_WHAT YOU HAVE TO DO_
Give back only the lines from the one with "point: white cloud" through the last line of the data, exactly as they appear.

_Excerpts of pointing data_
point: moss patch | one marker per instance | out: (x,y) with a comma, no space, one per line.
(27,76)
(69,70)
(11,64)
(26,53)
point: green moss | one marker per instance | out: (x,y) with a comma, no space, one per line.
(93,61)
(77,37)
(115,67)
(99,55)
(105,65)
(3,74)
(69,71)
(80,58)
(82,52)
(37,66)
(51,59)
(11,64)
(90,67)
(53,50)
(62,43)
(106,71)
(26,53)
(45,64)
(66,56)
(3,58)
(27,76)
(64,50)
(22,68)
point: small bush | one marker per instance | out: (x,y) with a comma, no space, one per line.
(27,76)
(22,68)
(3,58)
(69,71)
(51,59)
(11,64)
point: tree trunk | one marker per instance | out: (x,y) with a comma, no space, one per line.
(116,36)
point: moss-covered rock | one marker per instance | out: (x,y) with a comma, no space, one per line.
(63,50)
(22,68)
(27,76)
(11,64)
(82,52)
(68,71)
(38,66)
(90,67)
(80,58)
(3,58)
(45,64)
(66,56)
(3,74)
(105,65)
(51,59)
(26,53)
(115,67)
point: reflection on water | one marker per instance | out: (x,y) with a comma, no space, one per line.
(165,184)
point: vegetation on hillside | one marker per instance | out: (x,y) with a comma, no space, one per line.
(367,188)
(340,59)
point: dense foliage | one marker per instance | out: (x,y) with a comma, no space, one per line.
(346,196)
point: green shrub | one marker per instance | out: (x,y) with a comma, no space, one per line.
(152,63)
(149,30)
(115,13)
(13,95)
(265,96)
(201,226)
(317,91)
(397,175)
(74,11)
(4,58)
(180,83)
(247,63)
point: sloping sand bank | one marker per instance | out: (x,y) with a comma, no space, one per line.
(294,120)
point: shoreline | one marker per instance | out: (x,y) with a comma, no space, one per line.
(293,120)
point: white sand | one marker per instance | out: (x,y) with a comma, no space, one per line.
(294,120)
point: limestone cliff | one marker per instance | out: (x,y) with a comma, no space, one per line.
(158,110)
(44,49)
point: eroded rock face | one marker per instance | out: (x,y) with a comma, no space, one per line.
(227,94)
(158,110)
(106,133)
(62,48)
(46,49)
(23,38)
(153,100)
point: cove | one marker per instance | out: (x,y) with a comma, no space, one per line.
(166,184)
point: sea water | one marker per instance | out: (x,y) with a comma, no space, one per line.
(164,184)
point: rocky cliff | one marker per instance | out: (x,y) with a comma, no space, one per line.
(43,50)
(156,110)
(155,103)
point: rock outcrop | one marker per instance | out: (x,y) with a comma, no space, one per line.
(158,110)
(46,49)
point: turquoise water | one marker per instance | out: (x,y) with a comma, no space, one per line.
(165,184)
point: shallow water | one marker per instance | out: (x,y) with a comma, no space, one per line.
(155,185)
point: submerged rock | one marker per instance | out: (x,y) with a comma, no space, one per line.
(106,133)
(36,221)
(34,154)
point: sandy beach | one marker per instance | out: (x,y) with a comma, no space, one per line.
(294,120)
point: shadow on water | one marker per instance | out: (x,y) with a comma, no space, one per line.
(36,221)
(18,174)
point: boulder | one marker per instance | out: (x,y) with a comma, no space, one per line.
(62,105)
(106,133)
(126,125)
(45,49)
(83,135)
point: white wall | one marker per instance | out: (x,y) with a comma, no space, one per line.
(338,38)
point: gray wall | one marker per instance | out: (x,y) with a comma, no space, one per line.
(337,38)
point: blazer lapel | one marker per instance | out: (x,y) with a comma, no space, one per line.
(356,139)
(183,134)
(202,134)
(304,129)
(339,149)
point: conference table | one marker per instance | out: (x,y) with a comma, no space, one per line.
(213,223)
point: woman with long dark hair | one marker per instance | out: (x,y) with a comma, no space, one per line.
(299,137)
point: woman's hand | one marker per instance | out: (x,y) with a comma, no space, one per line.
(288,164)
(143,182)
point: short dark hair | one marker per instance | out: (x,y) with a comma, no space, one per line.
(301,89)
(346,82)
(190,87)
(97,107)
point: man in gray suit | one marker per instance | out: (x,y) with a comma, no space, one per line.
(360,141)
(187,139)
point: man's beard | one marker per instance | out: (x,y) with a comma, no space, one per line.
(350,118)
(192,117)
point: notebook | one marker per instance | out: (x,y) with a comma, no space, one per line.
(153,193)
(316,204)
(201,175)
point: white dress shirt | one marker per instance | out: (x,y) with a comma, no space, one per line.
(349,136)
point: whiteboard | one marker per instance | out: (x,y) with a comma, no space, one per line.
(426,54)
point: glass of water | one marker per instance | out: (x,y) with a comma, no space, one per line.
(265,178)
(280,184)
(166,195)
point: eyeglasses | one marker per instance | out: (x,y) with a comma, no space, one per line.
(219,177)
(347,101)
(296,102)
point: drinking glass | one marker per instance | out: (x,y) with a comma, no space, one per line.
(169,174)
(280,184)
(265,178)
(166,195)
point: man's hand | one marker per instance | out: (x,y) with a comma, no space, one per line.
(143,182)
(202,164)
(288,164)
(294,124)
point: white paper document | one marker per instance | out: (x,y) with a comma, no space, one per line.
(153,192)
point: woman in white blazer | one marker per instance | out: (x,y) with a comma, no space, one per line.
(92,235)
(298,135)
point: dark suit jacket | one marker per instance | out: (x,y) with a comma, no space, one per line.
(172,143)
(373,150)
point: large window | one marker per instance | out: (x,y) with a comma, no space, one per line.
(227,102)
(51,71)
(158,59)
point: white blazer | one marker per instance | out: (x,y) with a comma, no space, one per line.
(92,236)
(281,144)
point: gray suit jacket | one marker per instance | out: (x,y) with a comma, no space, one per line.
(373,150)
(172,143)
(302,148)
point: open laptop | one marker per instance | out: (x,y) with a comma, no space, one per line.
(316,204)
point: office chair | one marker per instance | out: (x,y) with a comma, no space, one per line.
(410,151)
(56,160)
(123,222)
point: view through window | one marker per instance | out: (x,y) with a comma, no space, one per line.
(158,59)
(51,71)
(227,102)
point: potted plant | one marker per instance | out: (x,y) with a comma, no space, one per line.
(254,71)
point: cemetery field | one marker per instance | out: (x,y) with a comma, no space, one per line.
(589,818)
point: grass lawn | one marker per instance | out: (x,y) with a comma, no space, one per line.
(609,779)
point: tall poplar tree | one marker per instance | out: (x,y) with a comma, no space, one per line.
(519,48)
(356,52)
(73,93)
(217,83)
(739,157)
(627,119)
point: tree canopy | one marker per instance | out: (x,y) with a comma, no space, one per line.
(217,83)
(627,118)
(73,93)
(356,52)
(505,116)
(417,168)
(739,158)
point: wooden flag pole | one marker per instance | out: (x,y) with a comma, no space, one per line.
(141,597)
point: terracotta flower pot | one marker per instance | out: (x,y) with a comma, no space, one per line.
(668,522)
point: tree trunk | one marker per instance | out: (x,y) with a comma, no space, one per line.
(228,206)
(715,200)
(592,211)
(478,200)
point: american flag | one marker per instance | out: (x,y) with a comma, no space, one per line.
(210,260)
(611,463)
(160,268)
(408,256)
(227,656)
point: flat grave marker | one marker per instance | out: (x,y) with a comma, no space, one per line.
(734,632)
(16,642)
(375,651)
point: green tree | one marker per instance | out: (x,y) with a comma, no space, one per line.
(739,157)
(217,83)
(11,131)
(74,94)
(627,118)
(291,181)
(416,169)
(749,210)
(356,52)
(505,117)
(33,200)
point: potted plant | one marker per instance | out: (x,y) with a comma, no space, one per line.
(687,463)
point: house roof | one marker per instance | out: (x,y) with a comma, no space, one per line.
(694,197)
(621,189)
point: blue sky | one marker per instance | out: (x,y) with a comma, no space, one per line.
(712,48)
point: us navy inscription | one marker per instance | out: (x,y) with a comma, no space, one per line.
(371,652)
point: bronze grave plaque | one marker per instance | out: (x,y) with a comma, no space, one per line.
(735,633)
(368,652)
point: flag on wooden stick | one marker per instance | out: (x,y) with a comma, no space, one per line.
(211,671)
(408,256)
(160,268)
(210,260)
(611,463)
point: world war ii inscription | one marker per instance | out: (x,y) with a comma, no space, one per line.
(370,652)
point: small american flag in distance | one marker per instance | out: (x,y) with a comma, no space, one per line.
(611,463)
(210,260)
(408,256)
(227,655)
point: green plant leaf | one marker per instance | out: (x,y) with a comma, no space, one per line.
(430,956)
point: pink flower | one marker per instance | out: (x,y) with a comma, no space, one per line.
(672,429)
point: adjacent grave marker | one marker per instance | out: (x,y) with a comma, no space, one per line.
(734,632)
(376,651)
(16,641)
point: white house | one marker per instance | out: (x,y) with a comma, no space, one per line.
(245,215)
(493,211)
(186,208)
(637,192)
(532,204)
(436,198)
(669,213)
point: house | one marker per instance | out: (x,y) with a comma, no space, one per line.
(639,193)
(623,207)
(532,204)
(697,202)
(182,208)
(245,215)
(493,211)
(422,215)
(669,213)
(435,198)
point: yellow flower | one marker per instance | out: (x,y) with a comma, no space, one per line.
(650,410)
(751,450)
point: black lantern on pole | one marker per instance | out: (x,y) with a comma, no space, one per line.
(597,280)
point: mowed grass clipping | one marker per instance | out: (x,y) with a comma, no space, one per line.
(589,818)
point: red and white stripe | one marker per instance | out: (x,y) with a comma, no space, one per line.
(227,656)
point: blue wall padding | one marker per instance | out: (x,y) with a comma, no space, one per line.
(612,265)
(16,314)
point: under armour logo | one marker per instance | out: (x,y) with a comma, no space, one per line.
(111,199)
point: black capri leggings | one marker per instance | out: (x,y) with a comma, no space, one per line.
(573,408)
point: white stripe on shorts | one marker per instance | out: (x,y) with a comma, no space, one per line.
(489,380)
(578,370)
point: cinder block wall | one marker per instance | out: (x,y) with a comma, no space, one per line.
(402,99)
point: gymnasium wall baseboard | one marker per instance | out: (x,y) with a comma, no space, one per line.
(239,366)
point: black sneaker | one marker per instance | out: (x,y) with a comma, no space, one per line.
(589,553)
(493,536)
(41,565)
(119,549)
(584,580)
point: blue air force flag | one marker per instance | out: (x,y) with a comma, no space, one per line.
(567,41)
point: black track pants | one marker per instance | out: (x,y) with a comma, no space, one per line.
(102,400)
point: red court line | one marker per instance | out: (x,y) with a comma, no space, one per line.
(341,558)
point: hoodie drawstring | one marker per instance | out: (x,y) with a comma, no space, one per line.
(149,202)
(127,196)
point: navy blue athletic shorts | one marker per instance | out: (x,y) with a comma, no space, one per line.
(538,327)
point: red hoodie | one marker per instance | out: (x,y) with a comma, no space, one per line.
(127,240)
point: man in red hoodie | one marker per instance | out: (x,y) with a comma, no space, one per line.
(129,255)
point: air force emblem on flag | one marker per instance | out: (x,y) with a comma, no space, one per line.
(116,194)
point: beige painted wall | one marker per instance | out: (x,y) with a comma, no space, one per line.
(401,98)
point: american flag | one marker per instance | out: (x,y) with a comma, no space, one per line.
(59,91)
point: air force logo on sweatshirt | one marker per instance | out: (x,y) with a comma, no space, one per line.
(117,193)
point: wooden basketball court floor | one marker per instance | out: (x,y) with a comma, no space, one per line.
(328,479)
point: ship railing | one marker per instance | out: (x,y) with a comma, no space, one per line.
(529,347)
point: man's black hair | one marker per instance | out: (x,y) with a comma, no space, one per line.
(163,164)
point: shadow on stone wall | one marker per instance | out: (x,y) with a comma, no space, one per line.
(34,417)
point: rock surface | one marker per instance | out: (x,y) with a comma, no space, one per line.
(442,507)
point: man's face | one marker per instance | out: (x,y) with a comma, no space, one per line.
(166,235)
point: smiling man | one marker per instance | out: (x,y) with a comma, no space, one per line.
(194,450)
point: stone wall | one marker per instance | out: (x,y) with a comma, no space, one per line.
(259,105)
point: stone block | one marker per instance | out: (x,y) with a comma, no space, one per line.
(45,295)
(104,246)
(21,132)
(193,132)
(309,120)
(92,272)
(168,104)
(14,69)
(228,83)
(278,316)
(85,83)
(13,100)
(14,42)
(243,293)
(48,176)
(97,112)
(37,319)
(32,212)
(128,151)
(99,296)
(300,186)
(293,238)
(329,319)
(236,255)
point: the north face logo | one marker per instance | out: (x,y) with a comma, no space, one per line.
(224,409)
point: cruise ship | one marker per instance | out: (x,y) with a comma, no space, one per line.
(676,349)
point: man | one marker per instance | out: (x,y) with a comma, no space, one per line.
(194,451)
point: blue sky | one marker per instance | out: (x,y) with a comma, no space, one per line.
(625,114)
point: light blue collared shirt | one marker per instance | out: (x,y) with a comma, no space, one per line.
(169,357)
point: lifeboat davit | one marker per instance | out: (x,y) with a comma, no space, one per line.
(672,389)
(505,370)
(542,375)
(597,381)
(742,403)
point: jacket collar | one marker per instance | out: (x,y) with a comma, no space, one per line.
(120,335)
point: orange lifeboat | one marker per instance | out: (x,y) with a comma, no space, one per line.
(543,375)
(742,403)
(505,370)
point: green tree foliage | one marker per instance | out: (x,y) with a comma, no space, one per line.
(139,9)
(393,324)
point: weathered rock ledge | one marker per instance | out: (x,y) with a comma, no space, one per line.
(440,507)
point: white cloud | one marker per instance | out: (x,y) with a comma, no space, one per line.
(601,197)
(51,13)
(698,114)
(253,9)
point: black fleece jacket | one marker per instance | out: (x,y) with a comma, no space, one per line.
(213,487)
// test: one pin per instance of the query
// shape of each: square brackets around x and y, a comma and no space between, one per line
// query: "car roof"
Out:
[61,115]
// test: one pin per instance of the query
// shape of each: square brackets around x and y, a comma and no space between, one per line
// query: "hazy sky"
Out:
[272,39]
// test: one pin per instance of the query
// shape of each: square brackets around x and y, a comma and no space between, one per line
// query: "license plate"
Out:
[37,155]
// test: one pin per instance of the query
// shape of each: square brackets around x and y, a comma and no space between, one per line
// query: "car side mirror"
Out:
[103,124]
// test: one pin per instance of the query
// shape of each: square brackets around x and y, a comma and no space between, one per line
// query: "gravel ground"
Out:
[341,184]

_SOLUTION TO THE EXERCISE_
point: white cloud | one marker per instance | out: (x,y) with a comma, no space, one per line.
(601,197)
(51,13)
(698,114)
(253,9)
point: black fleece jacket | one marker per instance | out: (x,y) with a comma, no space, one per line.
(213,487)
// test: one pin per instance of the query
// shape of each: square brackets around x and y, a comma and no space between, one per line
// query: "car roof"
Out:
[61,115]
// test: one pin per instance of the query
// shape of each: square brackets around x and y, a comma and no space between, one per line
// query: "hazy sky"
Out:
[272,39]
// test: one pin per instance of the query
// shape of each: square brackets around x and y, a comma and no space between, one per line
// query: "license plate"
Out:
[37,155]
// test: one pin per instance of the query
// shape of each: square brackets around x and y, a comma and no space between, one per line
// query: "car side mirror"
Out:
[103,124]
// test: one pin per instance of the query
// shape of each: square brackets around x and y, a comma and no space between, one per line
// query: "gravel ground"
Out:
[341,184]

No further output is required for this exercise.